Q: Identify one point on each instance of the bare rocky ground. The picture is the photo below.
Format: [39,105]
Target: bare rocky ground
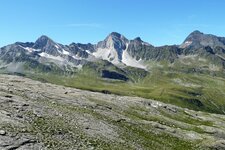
[41,116]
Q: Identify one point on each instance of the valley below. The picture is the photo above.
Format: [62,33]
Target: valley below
[37,115]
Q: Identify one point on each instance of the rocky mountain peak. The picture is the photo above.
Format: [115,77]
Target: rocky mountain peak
[198,39]
[138,39]
[116,40]
[43,41]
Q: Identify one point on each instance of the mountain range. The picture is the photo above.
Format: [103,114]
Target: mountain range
[207,50]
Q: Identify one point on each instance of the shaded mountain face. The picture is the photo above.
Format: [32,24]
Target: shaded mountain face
[112,47]
[118,50]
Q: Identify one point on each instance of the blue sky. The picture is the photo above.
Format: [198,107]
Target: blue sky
[158,22]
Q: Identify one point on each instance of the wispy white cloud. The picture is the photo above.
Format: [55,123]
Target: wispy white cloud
[80,25]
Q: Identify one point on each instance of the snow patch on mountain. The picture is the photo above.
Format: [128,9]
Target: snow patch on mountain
[130,61]
[58,58]
[107,54]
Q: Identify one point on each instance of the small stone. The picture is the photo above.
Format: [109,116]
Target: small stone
[2,132]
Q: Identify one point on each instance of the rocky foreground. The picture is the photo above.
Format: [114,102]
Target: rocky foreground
[36,116]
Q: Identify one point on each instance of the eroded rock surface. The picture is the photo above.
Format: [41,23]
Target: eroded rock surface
[39,116]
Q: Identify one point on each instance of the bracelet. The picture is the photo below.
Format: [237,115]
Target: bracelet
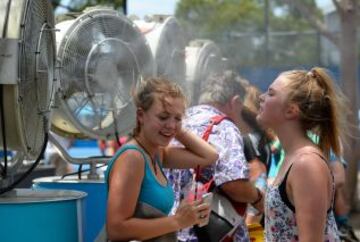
[258,198]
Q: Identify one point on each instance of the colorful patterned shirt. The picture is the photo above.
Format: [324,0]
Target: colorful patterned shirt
[230,166]
[280,221]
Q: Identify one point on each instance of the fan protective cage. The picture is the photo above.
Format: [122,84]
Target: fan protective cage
[102,55]
[27,101]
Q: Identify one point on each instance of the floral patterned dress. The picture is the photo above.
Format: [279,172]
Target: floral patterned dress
[230,166]
[280,222]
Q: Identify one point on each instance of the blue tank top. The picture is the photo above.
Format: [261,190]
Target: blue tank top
[151,192]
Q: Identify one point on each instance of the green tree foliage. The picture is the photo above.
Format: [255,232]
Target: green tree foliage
[80,5]
[239,27]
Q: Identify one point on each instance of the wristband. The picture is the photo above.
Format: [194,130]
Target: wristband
[258,199]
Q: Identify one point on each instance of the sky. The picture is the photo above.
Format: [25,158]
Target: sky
[149,7]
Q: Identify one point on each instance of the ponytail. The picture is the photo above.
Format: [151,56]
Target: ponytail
[322,106]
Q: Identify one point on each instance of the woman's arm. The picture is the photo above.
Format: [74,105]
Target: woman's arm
[196,151]
[309,189]
[124,188]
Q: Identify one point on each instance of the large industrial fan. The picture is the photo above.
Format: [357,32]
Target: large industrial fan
[27,59]
[167,41]
[102,56]
[203,57]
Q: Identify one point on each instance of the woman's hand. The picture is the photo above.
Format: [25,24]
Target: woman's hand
[189,214]
[196,152]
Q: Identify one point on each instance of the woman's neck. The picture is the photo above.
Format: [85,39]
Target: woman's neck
[292,139]
[150,148]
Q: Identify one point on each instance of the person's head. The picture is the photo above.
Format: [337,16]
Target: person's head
[160,107]
[224,91]
[308,98]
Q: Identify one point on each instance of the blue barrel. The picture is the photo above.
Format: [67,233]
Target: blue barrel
[95,202]
[41,216]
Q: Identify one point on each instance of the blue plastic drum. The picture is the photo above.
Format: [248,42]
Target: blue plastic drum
[42,216]
[95,202]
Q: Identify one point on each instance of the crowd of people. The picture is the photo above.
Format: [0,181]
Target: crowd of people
[272,158]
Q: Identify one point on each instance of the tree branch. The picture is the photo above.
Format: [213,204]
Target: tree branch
[317,23]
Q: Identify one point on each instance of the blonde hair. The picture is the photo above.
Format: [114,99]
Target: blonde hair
[145,93]
[321,104]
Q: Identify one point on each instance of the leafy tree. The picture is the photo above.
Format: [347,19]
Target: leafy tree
[239,27]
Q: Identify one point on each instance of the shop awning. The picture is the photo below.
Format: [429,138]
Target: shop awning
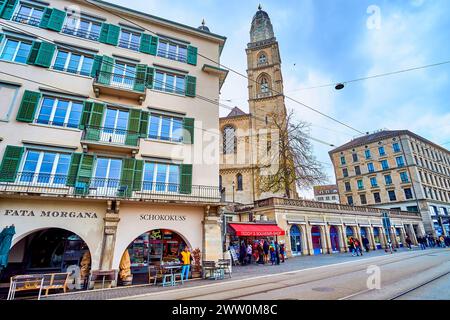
[255,230]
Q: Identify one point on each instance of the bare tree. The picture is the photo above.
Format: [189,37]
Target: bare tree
[290,162]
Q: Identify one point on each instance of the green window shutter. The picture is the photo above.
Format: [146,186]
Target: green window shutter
[95,122]
[73,169]
[133,127]
[126,179]
[105,74]
[8,9]
[87,109]
[143,128]
[146,41]
[109,34]
[104,32]
[28,106]
[192,55]
[138,172]
[33,52]
[149,78]
[141,75]
[45,54]
[188,130]
[191,83]
[96,65]
[46,18]
[10,163]
[56,20]
[154,45]
[186,178]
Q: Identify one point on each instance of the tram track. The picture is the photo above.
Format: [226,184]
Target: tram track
[318,278]
[404,293]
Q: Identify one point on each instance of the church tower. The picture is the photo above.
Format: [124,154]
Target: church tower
[265,84]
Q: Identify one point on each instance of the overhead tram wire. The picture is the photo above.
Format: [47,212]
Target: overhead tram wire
[76,50]
[228,68]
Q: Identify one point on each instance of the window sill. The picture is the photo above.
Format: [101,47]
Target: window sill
[164,141]
[71,74]
[55,127]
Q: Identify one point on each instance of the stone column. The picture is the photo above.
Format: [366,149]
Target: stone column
[326,234]
[383,238]
[309,239]
[111,222]
[412,234]
[304,239]
[342,242]
[371,238]
[212,235]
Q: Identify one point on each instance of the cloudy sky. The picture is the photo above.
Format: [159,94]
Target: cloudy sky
[328,41]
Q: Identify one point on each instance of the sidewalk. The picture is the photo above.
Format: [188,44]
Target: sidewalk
[239,272]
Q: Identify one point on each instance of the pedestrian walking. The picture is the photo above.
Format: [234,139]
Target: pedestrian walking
[366,243]
[282,252]
[357,247]
[186,258]
[277,252]
[408,242]
[249,253]
[266,251]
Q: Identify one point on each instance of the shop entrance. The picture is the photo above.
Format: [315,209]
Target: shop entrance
[296,241]
[155,247]
[376,237]
[317,242]
[50,250]
[334,237]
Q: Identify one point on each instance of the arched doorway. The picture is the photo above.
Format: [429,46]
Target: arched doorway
[334,237]
[398,237]
[376,237]
[154,247]
[296,240]
[50,250]
[316,241]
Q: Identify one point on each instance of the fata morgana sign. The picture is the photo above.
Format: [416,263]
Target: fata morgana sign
[49,214]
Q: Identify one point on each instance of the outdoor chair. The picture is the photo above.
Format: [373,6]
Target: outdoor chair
[226,265]
[154,273]
[209,267]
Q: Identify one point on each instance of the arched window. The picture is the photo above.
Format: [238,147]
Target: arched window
[264,85]
[229,140]
[239,182]
[262,59]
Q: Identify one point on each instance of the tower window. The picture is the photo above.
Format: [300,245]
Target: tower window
[264,85]
[229,140]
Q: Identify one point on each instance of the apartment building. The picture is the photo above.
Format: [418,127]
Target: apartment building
[396,169]
[104,116]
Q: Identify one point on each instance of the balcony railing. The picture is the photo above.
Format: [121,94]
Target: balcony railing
[119,85]
[44,184]
[129,45]
[111,135]
[82,33]
[23,18]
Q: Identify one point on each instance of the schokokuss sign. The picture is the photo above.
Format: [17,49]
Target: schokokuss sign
[49,214]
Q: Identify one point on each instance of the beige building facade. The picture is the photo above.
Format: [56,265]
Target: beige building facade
[398,170]
[249,140]
[312,228]
[103,127]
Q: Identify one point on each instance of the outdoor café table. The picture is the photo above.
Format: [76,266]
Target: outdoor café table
[171,269]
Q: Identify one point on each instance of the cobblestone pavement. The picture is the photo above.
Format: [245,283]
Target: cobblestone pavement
[239,272]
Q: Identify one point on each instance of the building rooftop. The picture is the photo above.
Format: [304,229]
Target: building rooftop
[325,189]
[383,134]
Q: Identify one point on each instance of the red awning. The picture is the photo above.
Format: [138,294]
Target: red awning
[256,230]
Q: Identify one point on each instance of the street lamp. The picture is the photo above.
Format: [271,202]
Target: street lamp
[233,190]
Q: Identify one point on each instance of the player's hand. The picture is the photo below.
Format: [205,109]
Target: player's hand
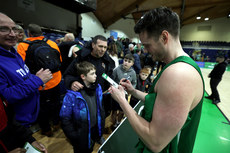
[76,86]
[39,146]
[18,150]
[126,84]
[118,94]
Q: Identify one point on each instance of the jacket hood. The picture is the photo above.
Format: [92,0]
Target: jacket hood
[11,53]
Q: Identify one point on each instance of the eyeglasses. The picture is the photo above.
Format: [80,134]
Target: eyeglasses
[7,30]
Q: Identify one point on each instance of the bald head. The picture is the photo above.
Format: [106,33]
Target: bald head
[69,37]
[7,32]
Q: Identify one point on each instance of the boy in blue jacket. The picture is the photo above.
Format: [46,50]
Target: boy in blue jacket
[82,114]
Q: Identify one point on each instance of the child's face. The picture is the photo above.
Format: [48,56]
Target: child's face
[91,76]
[127,63]
[143,75]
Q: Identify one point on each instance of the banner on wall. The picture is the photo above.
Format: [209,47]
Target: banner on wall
[114,34]
[27,4]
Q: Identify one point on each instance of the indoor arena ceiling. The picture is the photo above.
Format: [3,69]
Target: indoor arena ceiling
[110,11]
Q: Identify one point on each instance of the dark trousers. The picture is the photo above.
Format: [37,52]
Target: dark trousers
[94,138]
[49,108]
[213,84]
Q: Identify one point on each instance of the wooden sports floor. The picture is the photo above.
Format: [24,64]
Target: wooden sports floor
[59,144]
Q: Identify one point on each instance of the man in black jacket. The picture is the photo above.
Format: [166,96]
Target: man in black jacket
[98,56]
[216,76]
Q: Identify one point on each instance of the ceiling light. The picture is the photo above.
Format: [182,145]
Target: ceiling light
[198,17]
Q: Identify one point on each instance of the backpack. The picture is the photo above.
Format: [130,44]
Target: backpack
[41,55]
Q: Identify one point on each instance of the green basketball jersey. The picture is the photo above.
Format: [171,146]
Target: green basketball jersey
[183,142]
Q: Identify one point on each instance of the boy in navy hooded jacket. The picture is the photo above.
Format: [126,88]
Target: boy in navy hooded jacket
[82,114]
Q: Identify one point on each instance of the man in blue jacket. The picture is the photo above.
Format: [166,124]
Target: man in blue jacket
[17,85]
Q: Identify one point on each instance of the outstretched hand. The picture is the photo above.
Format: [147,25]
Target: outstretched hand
[118,94]
[18,150]
[126,84]
[39,146]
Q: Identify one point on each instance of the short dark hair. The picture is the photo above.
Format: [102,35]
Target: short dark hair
[130,57]
[100,37]
[35,30]
[84,67]
[157,20]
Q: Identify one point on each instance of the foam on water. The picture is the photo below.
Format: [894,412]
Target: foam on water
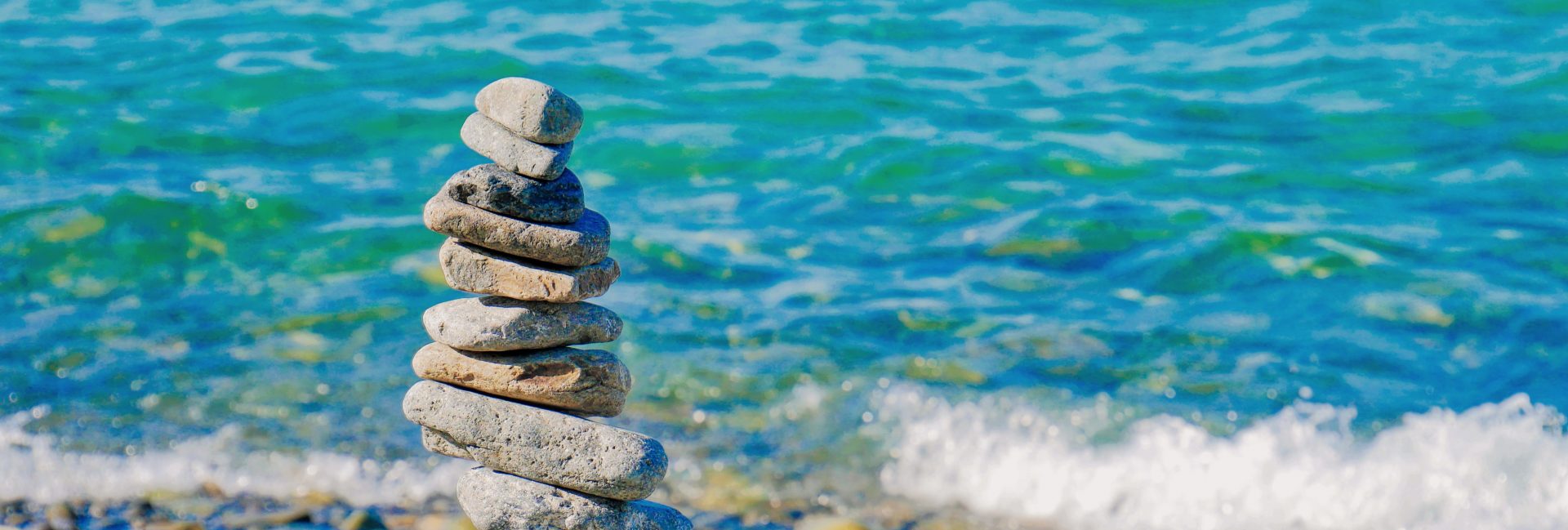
[35,468]
[1494,466]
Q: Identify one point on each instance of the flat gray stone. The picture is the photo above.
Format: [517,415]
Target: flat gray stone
[485,272]
[538,444]
[530,109]
[497,323]
[511,151]
[579,243]
[504,502]
[439,444]
[494,189]
[579,381]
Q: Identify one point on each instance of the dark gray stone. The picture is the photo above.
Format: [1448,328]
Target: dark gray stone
[497,323]
[485,272]
[497,190]
[581,381]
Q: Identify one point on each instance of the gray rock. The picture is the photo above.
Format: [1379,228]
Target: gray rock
[504,502]
[497,323]
[538,444]
[441,444]
[494,189]
[574,245]
[516,154]
[581,381]
[530,109]
[485,272]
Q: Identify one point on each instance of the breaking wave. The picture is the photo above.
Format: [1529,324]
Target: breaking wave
[1494,466]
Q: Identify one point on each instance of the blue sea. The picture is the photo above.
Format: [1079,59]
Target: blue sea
[1121,264]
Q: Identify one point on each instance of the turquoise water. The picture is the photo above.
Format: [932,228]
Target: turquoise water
[1043,262]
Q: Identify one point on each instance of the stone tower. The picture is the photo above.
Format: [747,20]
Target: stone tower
[502,385]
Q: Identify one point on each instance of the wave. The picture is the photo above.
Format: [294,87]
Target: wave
[1494,466]
[35,468]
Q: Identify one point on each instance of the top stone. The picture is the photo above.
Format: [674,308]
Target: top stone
[532,110]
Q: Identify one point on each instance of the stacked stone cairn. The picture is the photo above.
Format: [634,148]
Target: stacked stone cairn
[504,388]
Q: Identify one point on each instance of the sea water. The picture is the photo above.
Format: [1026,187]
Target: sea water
[1094,265]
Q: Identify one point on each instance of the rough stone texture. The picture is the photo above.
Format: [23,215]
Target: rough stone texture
[511,195]
[439,444]
[574,245]
[485,272]
[581,381]
[514,153]
[545,446]
[497,323]
[530,109]
[504,502]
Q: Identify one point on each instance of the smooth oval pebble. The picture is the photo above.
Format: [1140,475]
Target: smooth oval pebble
[514,153]
[581,381]
[530,109]
[497,190]
[483,272]
[496,501]
[497,323]
[545,446]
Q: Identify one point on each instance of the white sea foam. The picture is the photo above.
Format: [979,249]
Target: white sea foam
[33,468]
[1494,466]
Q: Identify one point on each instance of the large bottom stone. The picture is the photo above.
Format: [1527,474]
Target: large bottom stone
[545,446]
[504,502]
[584,381]
[483,272]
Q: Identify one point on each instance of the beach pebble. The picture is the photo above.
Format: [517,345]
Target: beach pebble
[485,272]
[530,109]
[441,444]
[504,502]
[510,151]
[586,381]
[572,245]
[511,195]
[497,323]
[538,444]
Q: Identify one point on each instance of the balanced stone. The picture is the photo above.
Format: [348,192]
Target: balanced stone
[502,502]
[483,272]
[545,446]
[439,444]
[497,323]
[516,154]
[574,245]
[494,189]
[582,381]
[530,109]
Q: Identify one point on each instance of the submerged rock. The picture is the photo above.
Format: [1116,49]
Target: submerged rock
[494,189]
[532,110]
[586,381]
[485,272]
[504,502]
[579,243]
[497,323]
[545,446]
[510,151]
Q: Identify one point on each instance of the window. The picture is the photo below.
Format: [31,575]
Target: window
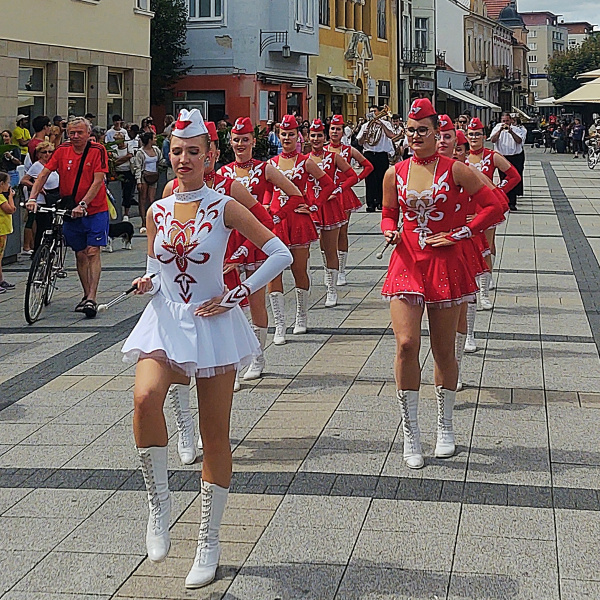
[324,12]
[381,19]
[206,10]
[77,93]
[421,37]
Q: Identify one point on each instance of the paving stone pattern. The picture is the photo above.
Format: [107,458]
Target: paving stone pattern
[321,504]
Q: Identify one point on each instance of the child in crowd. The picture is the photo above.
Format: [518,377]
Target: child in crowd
[7,208]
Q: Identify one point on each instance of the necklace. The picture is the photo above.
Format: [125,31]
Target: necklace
[425,161]
[245,166]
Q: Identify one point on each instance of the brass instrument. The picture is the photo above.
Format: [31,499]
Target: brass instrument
[374,127]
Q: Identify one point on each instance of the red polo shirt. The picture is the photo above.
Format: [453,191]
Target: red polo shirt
[65,161]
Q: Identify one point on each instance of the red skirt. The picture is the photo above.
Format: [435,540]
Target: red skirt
[331,215]
[298,230]
[350,201]
[438,277]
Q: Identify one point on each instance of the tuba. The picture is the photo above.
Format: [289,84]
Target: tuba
[374,127]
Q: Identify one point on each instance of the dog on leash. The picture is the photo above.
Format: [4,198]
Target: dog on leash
[122,230]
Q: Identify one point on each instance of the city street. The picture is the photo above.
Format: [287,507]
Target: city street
[322,506]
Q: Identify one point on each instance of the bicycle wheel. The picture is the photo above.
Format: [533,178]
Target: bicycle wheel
[56,265]
[37,282]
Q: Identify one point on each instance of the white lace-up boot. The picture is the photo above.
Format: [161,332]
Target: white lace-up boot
[484,291]
[258,362]
[301,310]
[331,284]
[409,403]
[343,258]
[278,308]
[459,349]
[214,499]
[444,447]
[154,470]
[179,399]
[470,343]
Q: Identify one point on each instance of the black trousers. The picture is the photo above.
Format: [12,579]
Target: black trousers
[374,181]
[518,162]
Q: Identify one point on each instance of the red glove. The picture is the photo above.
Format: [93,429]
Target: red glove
[389,219]
[367,169]
[511,179]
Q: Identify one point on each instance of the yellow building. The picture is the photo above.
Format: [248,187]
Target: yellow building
[357,62]
[61,57]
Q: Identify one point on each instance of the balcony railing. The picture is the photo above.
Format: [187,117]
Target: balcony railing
[414,57]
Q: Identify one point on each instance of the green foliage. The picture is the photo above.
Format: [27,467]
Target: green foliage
[168,46]
[564,66]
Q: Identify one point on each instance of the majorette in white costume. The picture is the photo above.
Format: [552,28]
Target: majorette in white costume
[193,326]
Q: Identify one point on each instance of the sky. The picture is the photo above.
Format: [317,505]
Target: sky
[581,10]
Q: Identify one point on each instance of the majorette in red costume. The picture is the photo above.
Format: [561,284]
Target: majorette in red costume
[418,272]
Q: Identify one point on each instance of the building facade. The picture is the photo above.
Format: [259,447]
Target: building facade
[545,37]
[51,66]
[356,63]
[249,59]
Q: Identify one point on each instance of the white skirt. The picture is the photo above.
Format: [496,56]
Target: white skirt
[196,346]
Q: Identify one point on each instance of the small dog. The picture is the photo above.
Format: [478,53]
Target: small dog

_What the task requires_
Your answer should consist solely of the lines above from the line with "Q: Identify one point on each instance of the arched doorway." to the line with "Q: Identify one point on each instance of the apartment", both included, reproduced exactly.

_Exercise solution_
Q: Identify one point on each instance of the arched doorway. The picture is the photo above.
Format: [429,46]
Target: arched doorway
[334,237]
[398,237]
[376,237]
[154,247]
[296,240]
[50,250]
[316,241]
Q: Identify one point on each instance of the fata morgana sign. The picture is the photo above.
Format: [416,263]
Target: fata morgana sign
[49,214]
Q: Identify one point on each instance of the outdoor chair. The picture is the photo above.
Format: [373,6]
Target: outdoor chair
[226,265]
[154,273]
[209,267]
Q: Identify one point on each instance of the arched window. The picture is the photo above.
Format: [238,147]
Target: arched window
[264,85]
[229,140]
[239,182]
[262,59]
Q: Identify one point on each instance of the tower window. The picture is the photo above.
Format: [300,245]
Target: tower window
[264,85]
[229,140]
Q: Identify one point on each instance of the apartment building. The picture is the photo above.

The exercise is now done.